TASK LIST ▸
**a)** Rewrite everything from "The original intent" down to "an NSPR pony." in the passage on Shetland and miniature horse registration, putting "Hackneys" in place of "Hackney ponies".
**b)** Pick up the passage on Shetland and miniature horse registration after its final sentence and extend it.

Registered horses 38" & Under, both A Division and B Division, Registered Shetlands that meet the height requirement at the age of (3) three years old CAN hardship into the AMHR since they DO hold registration papers. AMHR horses CANNOT hardship in as a Shetland. Registered AMHA (American Miniature Horse Association) CAN hardship into the AMHR, and the Falabella registered horses CAN hardship into the AMHR.

ASPC (American Shetland Pony Club) + ASPR (American Show Pony Registry) are the Shetland divisions.

ASPC:

Foundation

Classics

Modern Pleasure

Modern

ASPR:

The original intent of this division was for those Modern ponies that OUT GREW their height catagories and could register as a Show Pony (up to 48"). Registered Hackney ponies from the Hackey Society that meet our height requirements CAN register as an American Show Pony. Now with the dropping of the A's and B's from our registration papers, a Classic pony that goes over their height limit can also get American Show Pony registration papers and compete as an American Show Pony and if so choose they CAN register as an NSPR pony.

STUDY MATERIAL ▸

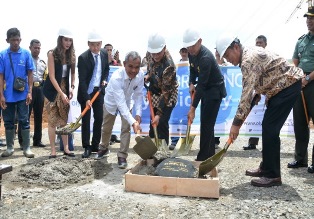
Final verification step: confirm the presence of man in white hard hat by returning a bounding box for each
[145,33,178,145]
[216,34,304,187]
[183,28,227,161]
[77,31,109,158]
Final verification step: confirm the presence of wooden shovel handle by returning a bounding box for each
[147,91,156,127]
[81,88,101,117]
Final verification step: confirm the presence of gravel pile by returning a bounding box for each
[0,129,314,219]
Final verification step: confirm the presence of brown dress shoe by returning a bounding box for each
[251,177,282,187]
[245,168,264,177]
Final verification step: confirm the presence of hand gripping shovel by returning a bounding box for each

ANSWERS GIVEN ▸
**a)**
The original intent of this division was for those Modern ponies that OUT GREW their height catagories and could register as a Show Pony (up to 48"). Registered Hackneys from the Hackey Society that meet our height requirements CAN register as an American Show Pony. Now with the dropping of the A's and B's from our registration papers, a Classic pony that goes over their height limit can also get American Show Pony registration papers and compete as an American Show Pony and if so choose they CAN register as an NSPR pony.

**b)**
NSPR (National Show Pony Registry) is the registry for ponies that were cross bred ponies, that met the requirements that I listed above. There were a handful that competed at Congress this year in the driving division. IT IS NOT a breeding division and will not have halter classes.

Hope this helps in explaining the different divisions of the ASPC/ASPR.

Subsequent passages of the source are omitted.